:: Task to carry out ::
Give back all of the records, exactly and completely.

:: Provided information ::
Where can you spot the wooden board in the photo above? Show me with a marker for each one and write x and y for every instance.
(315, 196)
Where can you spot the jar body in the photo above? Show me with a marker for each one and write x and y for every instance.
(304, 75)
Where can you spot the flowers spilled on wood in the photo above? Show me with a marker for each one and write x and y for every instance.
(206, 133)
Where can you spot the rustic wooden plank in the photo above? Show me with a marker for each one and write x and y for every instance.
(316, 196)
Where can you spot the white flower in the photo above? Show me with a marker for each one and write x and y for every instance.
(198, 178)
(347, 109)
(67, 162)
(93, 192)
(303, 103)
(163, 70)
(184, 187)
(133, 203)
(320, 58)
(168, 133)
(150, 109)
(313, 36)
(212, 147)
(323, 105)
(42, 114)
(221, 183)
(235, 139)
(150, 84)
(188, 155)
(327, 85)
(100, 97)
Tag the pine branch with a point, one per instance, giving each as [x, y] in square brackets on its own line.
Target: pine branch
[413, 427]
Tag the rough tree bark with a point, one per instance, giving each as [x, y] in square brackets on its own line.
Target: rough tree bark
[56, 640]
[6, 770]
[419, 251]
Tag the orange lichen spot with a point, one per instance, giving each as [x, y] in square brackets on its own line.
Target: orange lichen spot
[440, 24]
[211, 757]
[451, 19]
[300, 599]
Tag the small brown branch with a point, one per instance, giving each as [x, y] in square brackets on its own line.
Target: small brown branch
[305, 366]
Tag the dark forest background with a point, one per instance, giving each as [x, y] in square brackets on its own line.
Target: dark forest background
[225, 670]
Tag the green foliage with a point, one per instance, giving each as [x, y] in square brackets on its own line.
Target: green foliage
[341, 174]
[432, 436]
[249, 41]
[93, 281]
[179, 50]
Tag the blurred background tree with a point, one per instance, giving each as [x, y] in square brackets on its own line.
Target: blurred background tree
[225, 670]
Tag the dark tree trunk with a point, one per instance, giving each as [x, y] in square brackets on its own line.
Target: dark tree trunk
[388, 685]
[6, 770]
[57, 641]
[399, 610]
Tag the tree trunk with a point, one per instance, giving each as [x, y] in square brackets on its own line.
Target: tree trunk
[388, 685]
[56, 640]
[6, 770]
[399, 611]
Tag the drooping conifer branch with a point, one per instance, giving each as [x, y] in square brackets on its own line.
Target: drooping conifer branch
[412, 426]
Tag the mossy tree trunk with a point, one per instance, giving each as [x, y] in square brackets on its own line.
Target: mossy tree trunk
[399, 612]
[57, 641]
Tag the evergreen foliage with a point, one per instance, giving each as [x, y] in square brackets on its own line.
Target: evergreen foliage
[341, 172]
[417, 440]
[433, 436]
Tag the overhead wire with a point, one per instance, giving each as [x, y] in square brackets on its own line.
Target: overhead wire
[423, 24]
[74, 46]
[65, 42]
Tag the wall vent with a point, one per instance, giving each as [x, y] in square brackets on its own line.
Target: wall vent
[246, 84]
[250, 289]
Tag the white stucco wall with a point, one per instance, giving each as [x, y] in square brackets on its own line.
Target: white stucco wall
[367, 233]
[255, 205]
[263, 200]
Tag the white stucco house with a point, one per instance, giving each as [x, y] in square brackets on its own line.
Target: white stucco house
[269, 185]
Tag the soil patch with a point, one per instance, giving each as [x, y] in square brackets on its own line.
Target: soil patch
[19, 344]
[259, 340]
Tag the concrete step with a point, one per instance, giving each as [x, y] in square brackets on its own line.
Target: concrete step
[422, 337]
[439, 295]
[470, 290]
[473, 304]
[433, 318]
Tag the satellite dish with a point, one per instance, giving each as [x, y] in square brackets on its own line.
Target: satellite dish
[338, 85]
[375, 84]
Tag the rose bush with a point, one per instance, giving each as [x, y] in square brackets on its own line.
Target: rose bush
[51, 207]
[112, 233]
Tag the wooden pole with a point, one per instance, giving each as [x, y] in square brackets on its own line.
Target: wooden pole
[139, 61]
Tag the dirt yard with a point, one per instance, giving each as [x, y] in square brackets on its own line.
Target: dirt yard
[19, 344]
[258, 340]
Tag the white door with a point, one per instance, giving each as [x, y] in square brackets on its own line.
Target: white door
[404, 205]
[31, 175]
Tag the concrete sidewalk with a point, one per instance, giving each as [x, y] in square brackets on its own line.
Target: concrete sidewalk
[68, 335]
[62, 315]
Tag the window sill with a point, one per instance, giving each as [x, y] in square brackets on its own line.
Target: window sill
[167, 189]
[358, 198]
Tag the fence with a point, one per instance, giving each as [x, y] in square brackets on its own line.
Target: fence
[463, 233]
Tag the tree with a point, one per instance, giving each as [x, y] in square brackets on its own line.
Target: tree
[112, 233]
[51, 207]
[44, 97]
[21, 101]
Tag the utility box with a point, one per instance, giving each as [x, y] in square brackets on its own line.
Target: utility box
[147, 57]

:: Task solution ::
Where can you spot the wooden board in the photo above? Show me with a marker for each one and write x and y for every instance.
(315, 196)
Where can you spot the jar body in the photo above? Show me with a marker for each one and write x and y for every instance.
(304, 75)
Where can you spot the flowers spilled on wood in the photo above? Show me with a marker for each one and write x and y for every instance.
(206, 133)
Where can you spot the rustic wooden plank in the photo above? Show me with a marker for each one and write x and y for every instance.
(316, 196)
Where can you spot the white flower in the photo above? Show me with a marker for each one and write x and y for every instance.
(198, 178)
(347, 109)
(67, 162)
(93, 192)
(303, 103)
(163, 70)
(184, 187)
(133, 203)
(320, 58)
(168, 133)
(150, 109)
(313, 36)
(212, 147)
(323, 105)
(42, 114)
(221, 183)
(235, 139)
(150, 84)
(188, 155)
(327, 85)
(100, 97)
Tag the pine branch with a point, one per instance, giving each as [x, y] in square brackets on its own line.
Target: pine branch
[413, 427]
Tag the rough tree bark with a point, one per instance, giving each as [x, y] in square brackets on its own line.
Target: rough tree bark
[56, 640]
[6, 770]
[419, 251]
Tag the orange lichen spot with a point, one per instance, giving each as [x, y] in square brackets on its own line.
Target: orange lichen spot
[440, 24]
[211, 757]
[451, 19]
[300, 599]
Tag the small brown branch with a point, one per instance, giving each as [x, y] in square brackets on its own line.
Target: small brown branch
[305, 366]
Tag the dark forest background with a point, one per instance, giving each as [x, y] in square brackets on its own line.
Target: dark forest background
[225, 670]
Tag the green foliage with a point, one per instance, giving each as [x, y] in square brackets on its own line.
Target: green foliage
[341, 174]
[432, 436]
[249, 41]
[93, 281]
[179, 50]
Tag the blurred background tree with a point, one per instance, giving each as [x, y] in square brackets on its own line.
Target: blurred background tree
[225, 670]
Tag the dark tree trunk with a point, one per instance, giving each as [x, y] in square brackets on its own line.
Target: dark tree trunk
[388, 685]
[6, 770]
[57, 641]
[399, 610]
Tag the tree trunk with a point, one per instance, giving each as [x, y] in square brackets on its own line.
Target: tree trunk
[388, 685]
[56, 640]
[6, 770]
[399, 611]
Tag the drooping conifer branch with a point, one per instance, giving each as [x, y] in square brackets on its own line.
Target: drooping conifer branch
[412, 426]
Tag the mossy tree trunk with a point, one per instance, giving each as [x, y] in square brackets on its own line.
Target: mossy tree trunk
[399, 612]
[57, 641]
Tag the evergreen foliage with a point, one per instance, giving each as [x, y] in square brackets on its own line.
Target: evergreen foliage
[341, 172]
[417, 440]
[433, 436]
Tag the overhead wire with a point, one per instance, giving each as [x, y] in square brackets on its own line.
Target: overhead wire
[423, 24]
[74, 46]
[65, 42]
Tag the wall vent with a point, one per instance, giving each as [x, y] in square brackets on its own line.
Target: wall vent
[246, 84]
[250, 289]
Tag the white stucco wall with a point, one per instance, giving each as [x, y] in square brackets on its own line.
Target: white stucco wall
[367, 233]
[255, 205]
[263, 200]
Tag the white stucco house with a point, one per instance, giving each as [x, y] in square brackets on its own line.
Target: white stucco house
[269, 185]
Tag the soil patch with a point, one per instance, giving each as [x, y] in square brackets on its own line.
Target: soil patch
[19, 344]
[259, 340]
Tag the concrete step with a point, one per instance, giving each as [x, y] in square brackets on its own line.
Target: concrete step
[422, 337]
[439, 295]
[470, 290]
[473, 304]
[433, 318]
Tag the satellite dish with a point, one per instance, giving each as [x, y] in square brackets on its own line.
Target: satellite dish
[338, 85]
[375, 84]
Tag the rose bush with a point, one per instance, giving each as [x, y] in square brackets on its own line.
Target: rose bush
[51, 207]
[112, 233]
Tag the wooden pole with a point, one per instance, giving each as [x, y] in square brackets on its own line.
Target: wooden pole
[139, 61]
Tag the dirt yard with a point, one per instance, giving each as [x, y] in square brackets on its own line.
Target: dirt yard
[19, 344]
[258, 340]
Tag the white door with a point, one per instance, giving each as [x, y] in square brackets on its own line.
Target: white door
[404, 205]
[31, 175]
Tag the concrete sidewalk with a point, one per instance, giving each as [x, y] in square brackets on its own line.
Target: concrete sidewalk
[68, 335]
[62, 315]
Tag the window sill with a point, one per instance, giving each as [x, y] in square brackets on its own line.
Target: window sill
[167, 189]
[358, 198]
Tag the fence with a point, one per instance, giving each as [x, y] in square brackets on its own line.
Target: fence
[463, 233]
Tag the tree with a point, one per instance, giving each as [x, y] in square brackets on its own line.
Target: tree
[112, 233]
[51, 207]
[44, 97]
[21, 101]
Tag the utility box with a point, one per instance, giving each as [x, y] in square brackets on its own line.
Target: utility box
[147, 57]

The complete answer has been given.